• _Extract to read_
####################

GraphQL SDL (Schema Definition Language) is used here as a **governed specification language** to model data of a domain.  
It is not being used to query instance data.  

For example, suppose we have the following model that connects some entities like `Vehicle`, `Person`, `ChargingStation`, etc.:

In [1]:
from graphql import build_schema

schema_str = """
type Vehicle {
  id: ID!
  fuelType: FuelType!
  location: GeographicLocation
  drivingHistory: [DrivingJourney]
}

type GeographicLocation {
    latitude: Float!
    longitude: Float!
}

enum FuelType {
  PETROL
  DIESEL
  ELECTRIC
  HYBRID
}

type DrivingJourney {
    id: ID!
    vehicle: Vehicle!
    driver: Person!
}

type Person {
    id: ID!
    name: String!
    address: String
    location: GeographicLocation
}

type ChargingSession {
    id: ID!
    name: String!
    vehicle: Vehicle!

####################

• _Data_

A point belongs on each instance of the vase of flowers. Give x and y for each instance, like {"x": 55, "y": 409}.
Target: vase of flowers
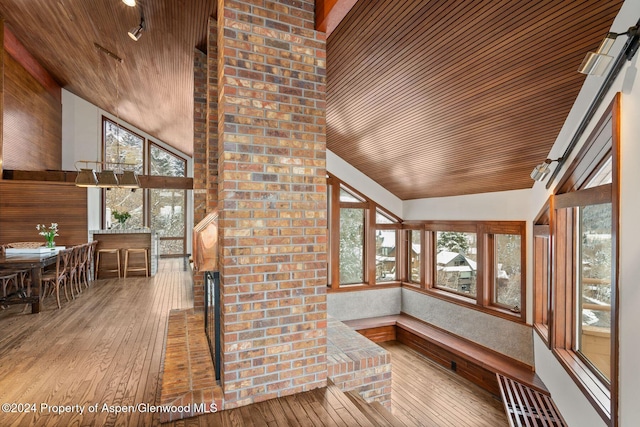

####################

• _Given exercise_
In the GraphQL schema text, what values does the FuelType enum list?

• _Result_
PETROL, DIESEL, ELECTRIC and HYBRID.